### [Document section]
Disclosure Day's Steven Spielberg, Emily Blunt & Colman Domingo on Aliens, Empathy & Humanity
Just because a movie is big does not mean that it's great. And even if it's great, that doesn't mean people will see it.
Steven Spielberg has been threading that needle for 50 years, making the Disclosure Day director the founding president of an elite club of visionaries who make crowd-pleasing, blockbuster spectacles that are also great films.
And yet, he told E! News, “I never think anything is genius. That's the last thing I think about. I mean, I start with, ‘Is this gonna work at all? Is anybody gonna buy this?’”
In that vein, Spielberg movies have grossed more than $10.7 billion, making him the most commercially successful director ever, and he's won three Oscars (two for directing) en route to securing an EGOT earlier this year.
At the same time, the 79-year-old has been making highly personal films, telling the New York Times Magazine ahead of Disclosure Day's June 12 release, "I can't express enough how therapeutic and healthy it is for me to keep doing this job over and over and over again. I work so much out through this process."
And whether it's a movie that demands popcorn—Jaws, Raiders of the Lost Ark, Jurassic Park—or a box of tissues, or both (looking at you, E.T.), Spielberg's reputation as the consummate maker of Hollywood movies that mean something to people is set.
Moviestore/Shutterstock, Universal/Kobal/Shutterstock, Amblin/Universal/Kobal/Shutterstock
The artists he's inspired along the way include Christopher Nolan, who revealed that Spielberg was the first person, other than studio heads, who saw Oppenheimer before it Barben-hammered box office records in the summer of 2023.
After Spielberg reached out for an unrelated matter, "we screened it for him on his own," Nolan shared in a 2024 AP chat with Dune director Denis Villeneuve. "I sat behind him and watched him watch the film. It was an extraordinary experience."

### [Study questions]
a – Repeat the Spielberg article word for word from "And whether it's" to "summer of 2023.".
b – Answer these questions using the Spielberg article:
(i) How much have Spielberg movies grossed?
(ii) On what date is Disclosure Day released?
(iii) With whom did Nolan have a 2024 AP chat?

Natural-language object grounding data
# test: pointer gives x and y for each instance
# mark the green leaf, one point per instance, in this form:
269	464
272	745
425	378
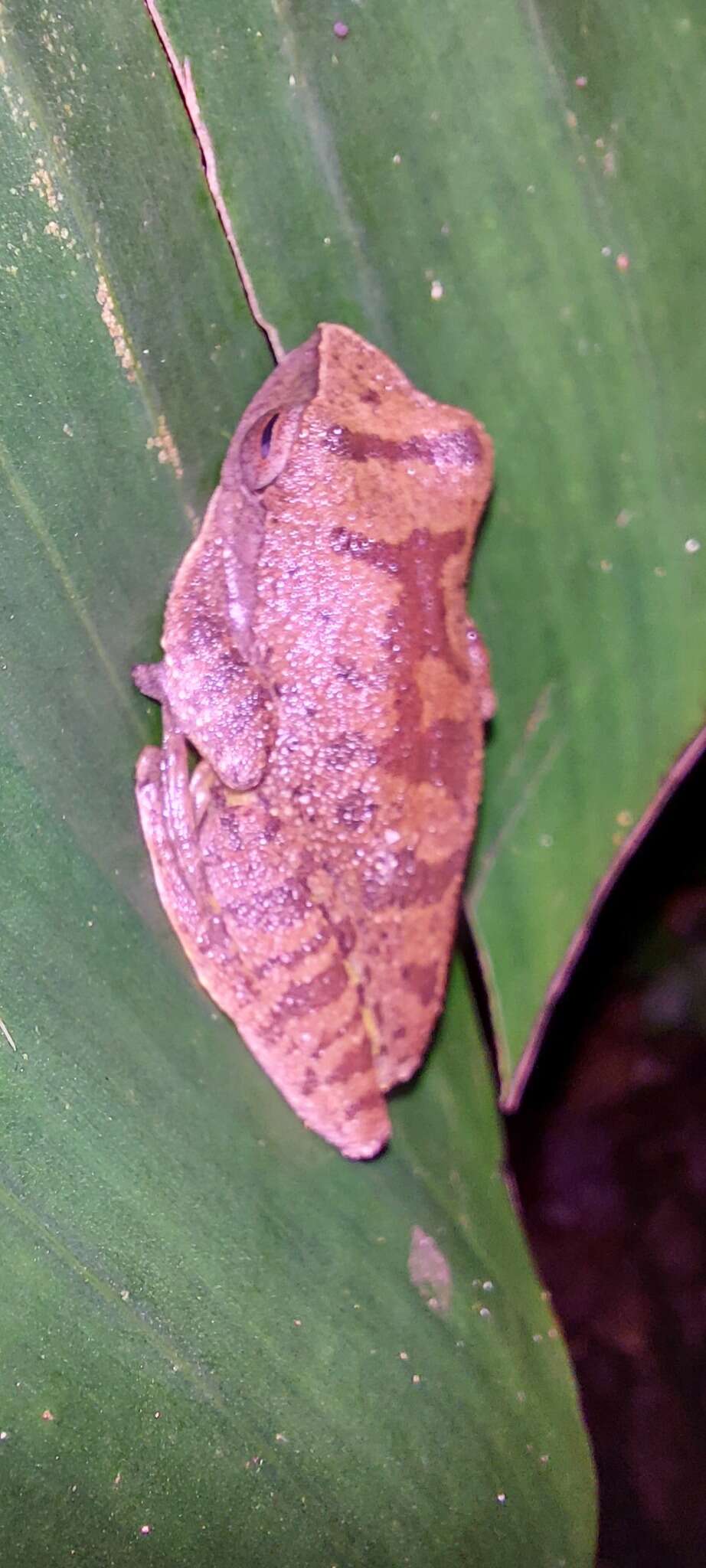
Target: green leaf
212	1327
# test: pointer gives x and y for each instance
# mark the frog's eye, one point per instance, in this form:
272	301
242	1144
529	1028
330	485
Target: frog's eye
267	446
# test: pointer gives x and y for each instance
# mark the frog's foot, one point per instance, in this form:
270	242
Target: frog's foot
270	959
167	815
477	655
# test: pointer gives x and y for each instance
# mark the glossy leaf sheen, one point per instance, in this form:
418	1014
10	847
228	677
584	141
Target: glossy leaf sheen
212	1351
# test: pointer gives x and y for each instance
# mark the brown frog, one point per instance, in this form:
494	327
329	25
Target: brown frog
319	659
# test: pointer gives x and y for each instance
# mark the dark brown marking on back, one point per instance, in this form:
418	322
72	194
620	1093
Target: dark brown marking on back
423	981
311	995
449	449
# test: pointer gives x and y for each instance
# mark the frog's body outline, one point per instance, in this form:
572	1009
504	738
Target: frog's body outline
319	659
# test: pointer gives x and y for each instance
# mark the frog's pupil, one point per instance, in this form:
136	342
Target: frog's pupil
266	436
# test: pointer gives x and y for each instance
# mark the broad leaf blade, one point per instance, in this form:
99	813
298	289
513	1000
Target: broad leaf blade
211	1336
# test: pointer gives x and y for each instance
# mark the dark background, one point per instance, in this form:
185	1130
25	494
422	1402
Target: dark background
609	1159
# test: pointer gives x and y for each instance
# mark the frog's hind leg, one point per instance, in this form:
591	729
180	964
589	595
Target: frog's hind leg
263	948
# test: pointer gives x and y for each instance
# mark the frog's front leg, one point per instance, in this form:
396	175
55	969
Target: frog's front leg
168	822
220	703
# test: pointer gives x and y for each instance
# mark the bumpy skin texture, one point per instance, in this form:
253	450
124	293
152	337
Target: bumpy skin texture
319	659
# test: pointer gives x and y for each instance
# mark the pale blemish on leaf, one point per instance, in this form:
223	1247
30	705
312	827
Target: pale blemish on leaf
41	182
116	332
165	446
429	1270
7	1035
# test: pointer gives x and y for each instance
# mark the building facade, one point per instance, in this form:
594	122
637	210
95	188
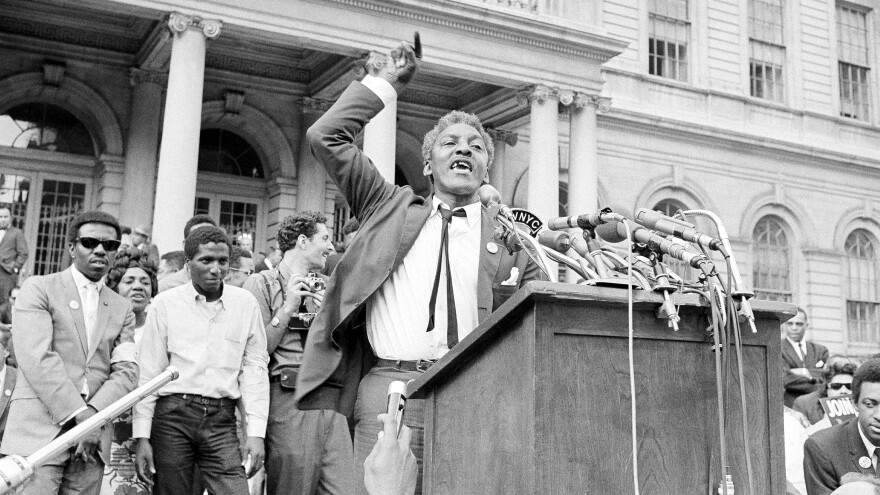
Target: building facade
763	111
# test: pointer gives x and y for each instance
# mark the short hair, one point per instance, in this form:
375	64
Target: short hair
92	217
201	236
457	117
869	371
195	220
132	258
351	225
175	258
302	223
236	255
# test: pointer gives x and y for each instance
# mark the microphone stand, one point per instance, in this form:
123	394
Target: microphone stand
739	292
15	470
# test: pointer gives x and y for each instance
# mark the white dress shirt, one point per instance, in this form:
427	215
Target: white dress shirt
219	348
397	313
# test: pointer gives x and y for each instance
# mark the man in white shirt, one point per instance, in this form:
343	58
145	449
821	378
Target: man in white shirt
213	334
422	271
850	447
74	342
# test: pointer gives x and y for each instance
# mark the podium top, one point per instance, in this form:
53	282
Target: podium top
538	291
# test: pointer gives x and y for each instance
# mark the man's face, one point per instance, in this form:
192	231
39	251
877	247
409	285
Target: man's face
237	276
93	263
843	383
208	268
459	161
317	248
795	327
5	218
868	408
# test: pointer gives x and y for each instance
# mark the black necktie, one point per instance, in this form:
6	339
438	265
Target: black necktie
451	316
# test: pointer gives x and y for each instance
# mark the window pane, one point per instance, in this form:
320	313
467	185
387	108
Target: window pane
771	252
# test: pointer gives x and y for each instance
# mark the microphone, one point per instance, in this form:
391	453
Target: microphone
585	221
683	230
558	241
659	243
490	197
397	402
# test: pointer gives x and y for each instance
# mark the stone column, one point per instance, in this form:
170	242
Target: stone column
501	140
380	140
311	176
543	196
139	185
179	152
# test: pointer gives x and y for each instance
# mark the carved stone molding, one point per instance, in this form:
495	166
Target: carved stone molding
140	76
315	105
179	23
508	137
234	101
53	73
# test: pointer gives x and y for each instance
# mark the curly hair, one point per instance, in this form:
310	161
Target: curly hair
132	258
457	117
92	217
204	235
302	223
869	371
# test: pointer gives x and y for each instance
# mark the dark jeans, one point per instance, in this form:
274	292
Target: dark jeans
186	433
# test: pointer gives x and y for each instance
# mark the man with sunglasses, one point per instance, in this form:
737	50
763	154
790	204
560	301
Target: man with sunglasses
76	356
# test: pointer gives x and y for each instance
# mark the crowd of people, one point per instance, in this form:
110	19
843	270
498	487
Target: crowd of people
284	359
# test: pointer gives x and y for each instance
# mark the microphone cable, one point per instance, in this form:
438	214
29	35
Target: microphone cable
632	373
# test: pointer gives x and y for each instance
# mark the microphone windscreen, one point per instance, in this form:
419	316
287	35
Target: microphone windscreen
488	195
608	231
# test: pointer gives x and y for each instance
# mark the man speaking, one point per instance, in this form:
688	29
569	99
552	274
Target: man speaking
421	273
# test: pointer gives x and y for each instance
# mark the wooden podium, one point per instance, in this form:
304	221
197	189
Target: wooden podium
537	400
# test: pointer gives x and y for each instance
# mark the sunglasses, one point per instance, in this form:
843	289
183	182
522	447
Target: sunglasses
92	243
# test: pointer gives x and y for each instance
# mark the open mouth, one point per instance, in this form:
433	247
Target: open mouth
461	165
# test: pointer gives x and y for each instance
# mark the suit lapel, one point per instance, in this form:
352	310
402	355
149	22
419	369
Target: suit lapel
489	262
74	305
101	320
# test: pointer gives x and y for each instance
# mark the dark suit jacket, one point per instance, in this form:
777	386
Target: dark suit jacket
13	250
337	351
55	356
796	385
831	453
6	391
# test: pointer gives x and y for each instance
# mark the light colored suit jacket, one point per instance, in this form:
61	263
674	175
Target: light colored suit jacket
54	359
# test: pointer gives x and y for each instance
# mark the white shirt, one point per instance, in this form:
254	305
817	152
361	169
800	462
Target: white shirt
397	313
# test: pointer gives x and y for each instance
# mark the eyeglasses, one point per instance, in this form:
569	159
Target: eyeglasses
92	243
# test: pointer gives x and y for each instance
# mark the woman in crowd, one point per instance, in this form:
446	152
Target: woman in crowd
837	381
133	276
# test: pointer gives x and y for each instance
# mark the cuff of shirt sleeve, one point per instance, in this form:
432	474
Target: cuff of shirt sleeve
140	427
256	427
72	415
383	89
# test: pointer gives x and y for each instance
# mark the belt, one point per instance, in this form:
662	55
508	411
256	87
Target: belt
420	365
206	401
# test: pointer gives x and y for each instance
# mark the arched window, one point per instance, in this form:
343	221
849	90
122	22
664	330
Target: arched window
670	207
772	260
45	127
863	291
224	152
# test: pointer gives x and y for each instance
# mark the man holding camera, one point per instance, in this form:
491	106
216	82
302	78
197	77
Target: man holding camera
306	451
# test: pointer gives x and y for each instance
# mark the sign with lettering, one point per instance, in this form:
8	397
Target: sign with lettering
839	409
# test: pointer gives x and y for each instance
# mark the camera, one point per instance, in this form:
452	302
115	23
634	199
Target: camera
316	283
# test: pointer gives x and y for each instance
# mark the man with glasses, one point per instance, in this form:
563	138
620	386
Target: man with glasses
306	451
74	342
241	266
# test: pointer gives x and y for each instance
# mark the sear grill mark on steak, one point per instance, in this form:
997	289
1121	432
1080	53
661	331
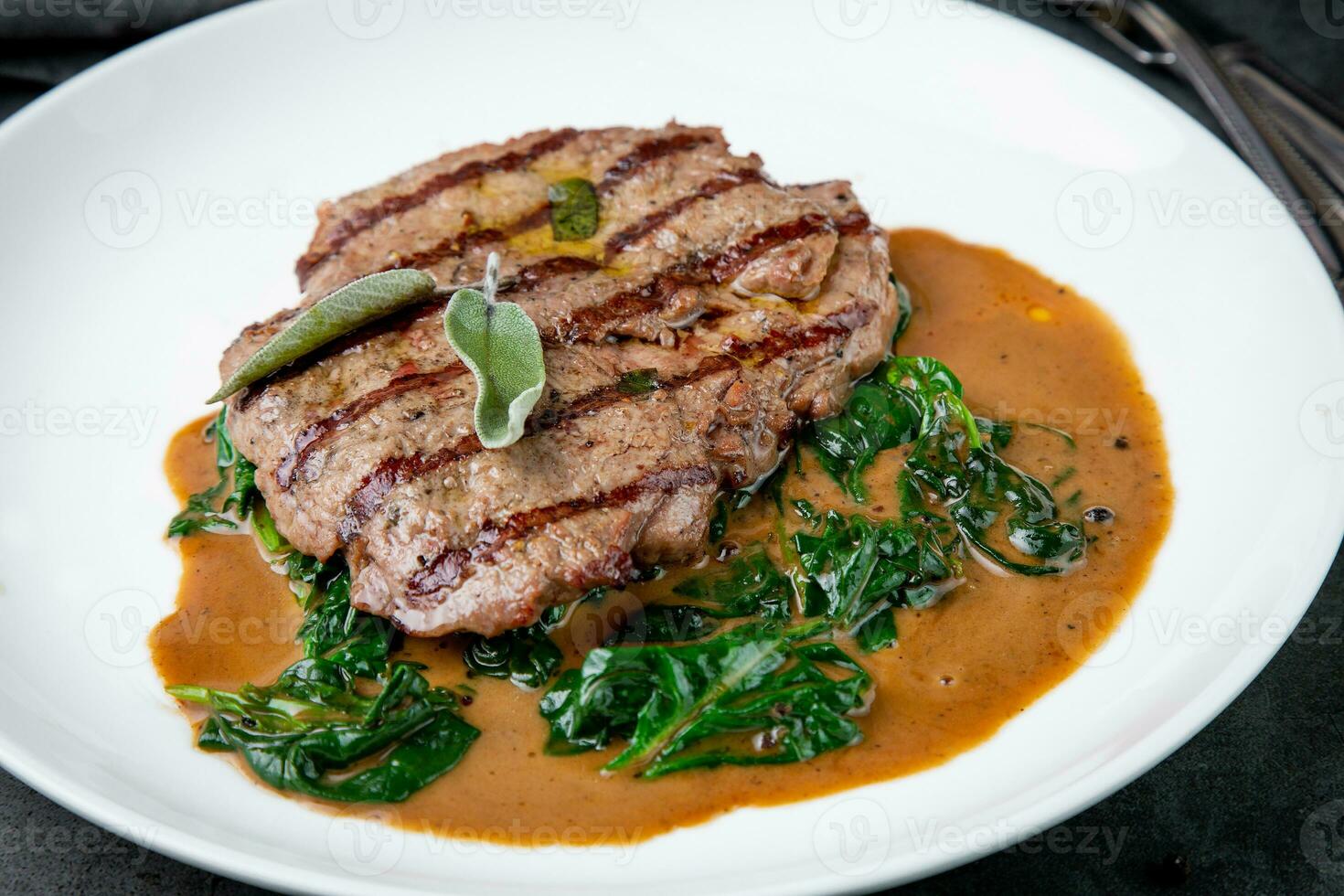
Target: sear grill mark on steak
601	320
366	218
398	470
362	219
755	305
452	566
709	189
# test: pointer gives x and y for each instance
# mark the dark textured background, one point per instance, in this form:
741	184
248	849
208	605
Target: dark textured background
1246	807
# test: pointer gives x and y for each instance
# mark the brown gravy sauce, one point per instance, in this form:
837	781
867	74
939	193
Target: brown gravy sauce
1026	348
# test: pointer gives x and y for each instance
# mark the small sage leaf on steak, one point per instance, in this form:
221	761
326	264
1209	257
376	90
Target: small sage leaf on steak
572	209
500	346
638	382
362	301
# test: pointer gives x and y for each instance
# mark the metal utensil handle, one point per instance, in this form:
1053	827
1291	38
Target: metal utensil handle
1237	116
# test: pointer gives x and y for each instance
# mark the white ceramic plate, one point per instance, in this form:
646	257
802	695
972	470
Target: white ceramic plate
152	206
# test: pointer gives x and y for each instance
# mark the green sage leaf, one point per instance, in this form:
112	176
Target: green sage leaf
572	208
362	301
500	346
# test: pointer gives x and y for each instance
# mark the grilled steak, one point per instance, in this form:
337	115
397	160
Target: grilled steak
711	312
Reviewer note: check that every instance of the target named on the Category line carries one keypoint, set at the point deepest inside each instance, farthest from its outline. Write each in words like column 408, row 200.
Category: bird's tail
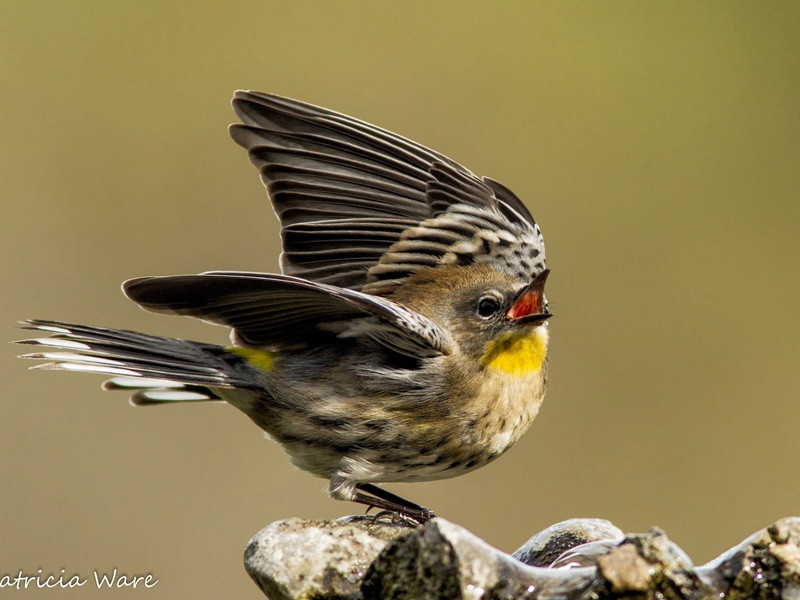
column 154, row 369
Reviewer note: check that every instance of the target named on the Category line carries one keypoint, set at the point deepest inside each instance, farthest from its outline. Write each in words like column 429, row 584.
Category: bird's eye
column 487, row 307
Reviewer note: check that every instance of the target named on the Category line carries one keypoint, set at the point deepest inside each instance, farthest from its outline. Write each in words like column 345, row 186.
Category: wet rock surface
column 369, row 557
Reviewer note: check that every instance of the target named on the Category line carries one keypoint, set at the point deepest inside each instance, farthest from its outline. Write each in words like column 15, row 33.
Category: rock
column 443, row 560
column 770, row 564
column 296, row 558
column 371, row 557
column 545, row 547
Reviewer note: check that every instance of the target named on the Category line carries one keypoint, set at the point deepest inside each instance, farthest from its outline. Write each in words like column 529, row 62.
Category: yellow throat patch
column 262, row 359
column 518, row 354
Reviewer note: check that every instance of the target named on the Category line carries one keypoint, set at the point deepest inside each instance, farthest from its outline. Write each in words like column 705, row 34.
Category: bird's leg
column 379, row 498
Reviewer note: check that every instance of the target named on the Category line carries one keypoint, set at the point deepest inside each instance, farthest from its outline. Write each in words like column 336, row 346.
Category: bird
column 405, row 338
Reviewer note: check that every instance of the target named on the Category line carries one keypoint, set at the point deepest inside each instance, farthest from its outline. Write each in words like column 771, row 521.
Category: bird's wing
column 278, row 310
column 346, row 191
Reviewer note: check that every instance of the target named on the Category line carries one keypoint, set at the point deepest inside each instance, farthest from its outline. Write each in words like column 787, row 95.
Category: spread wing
column 278, row 310
column 347, row 192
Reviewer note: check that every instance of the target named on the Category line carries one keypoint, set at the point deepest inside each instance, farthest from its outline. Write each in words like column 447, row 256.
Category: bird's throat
column 518, row 353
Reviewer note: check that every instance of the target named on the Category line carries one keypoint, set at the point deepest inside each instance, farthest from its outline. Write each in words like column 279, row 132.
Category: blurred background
column 657, row 144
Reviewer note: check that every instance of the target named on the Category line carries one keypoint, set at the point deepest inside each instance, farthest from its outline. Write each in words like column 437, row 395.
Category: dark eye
column 487, row 307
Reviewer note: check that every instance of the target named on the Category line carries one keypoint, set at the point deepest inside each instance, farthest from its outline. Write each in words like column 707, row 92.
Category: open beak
column 528, row 308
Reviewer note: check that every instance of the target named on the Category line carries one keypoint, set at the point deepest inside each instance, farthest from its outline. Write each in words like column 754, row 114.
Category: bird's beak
column 528, row 308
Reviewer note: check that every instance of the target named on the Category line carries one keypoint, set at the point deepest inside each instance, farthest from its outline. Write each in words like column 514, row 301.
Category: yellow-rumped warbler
column 407, row 338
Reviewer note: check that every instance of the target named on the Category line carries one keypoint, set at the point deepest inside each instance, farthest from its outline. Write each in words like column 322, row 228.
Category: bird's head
column 497, row 321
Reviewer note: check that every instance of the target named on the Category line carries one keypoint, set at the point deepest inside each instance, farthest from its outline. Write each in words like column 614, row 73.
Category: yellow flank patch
column 262, row 359
column 517, row 354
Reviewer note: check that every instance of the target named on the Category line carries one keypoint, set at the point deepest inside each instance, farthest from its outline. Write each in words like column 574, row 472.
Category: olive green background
column 657, row 144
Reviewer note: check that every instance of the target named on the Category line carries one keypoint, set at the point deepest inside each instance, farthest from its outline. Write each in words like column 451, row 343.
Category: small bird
column 406, row 338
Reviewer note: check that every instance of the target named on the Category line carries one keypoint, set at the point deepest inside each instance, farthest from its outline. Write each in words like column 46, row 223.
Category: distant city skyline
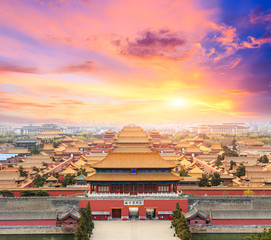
column 142, row 62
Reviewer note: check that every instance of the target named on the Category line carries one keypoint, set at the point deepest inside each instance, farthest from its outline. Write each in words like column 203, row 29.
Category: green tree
column 216, row 180
column 44, row 164
column 6, row 193
column 204, row 182
column 263, row 159
column 82, row 171
column 240, row 171
column 23, row 173
column 38, row 180
column 81, row 231
column 35, row 169
column 218, row 161
column 232, row 163
column 181, row 225
column 69, row 180
column 86, row 214
column 265, row 235
column 42, row 193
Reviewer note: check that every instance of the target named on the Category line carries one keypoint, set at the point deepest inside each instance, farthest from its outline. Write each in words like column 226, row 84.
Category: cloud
column 162, row 44
column 258, row 16
column 239, row 92
column 11, row 67
column 83, row 67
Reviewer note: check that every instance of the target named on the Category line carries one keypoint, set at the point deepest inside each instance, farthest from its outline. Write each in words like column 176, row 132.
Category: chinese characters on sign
column 133, row 202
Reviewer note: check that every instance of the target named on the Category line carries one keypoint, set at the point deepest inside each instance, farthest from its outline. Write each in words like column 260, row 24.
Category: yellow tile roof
column 133, row 160
column 196, row 170
column 132, row 149
column 51, row 178
column 133, row 177
column 80, row 163
column 185, row 162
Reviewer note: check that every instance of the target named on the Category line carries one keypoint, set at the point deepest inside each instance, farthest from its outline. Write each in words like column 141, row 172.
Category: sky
column 136, row 61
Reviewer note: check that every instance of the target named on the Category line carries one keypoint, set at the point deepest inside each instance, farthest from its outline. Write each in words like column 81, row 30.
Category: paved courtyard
column 133, row 230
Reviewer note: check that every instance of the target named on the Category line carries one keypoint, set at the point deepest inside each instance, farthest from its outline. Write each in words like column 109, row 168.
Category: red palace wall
column 240, row 222
column 226, row 192
column 28, row 222
column 53, row 193
column 108, row 205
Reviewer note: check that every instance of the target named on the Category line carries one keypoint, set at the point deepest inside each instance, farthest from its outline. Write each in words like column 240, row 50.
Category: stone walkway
column 133, row 230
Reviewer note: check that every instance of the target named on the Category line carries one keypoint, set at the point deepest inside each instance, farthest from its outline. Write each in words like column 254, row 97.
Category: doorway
column 150, row 213
column 133, row 212
column 116, row 213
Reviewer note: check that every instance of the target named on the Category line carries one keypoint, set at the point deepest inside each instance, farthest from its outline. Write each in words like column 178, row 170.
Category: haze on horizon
column 120, row 61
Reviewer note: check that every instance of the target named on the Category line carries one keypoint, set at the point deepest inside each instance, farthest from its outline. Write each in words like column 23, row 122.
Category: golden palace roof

### [Outputs by task]
a –
And whether it's a movie that demands popcorn—Jaws, Raiders of the Lost Ark, Jurassic Park—or a box of tissues, or both (looking at you, E.T.), Spielberg's reputation as the consummate maker of Hollywood movies that mean something to people is set.
Moviestore/Shutterstock, Universal/Kobal/Shutterstock, Amblin/Universal/Kobal/Shutterstock
The artists he's inspired along the way include Christopher Nolan, who revealed that Spielberg was the first person, other than studio heads, who saw Oppenheimer before it Barben-hammered box office records in the summer of 2023.

b –
(i) More than $10.7 billion
(ii) June 12
(iii) Dune director Denis Villeneuve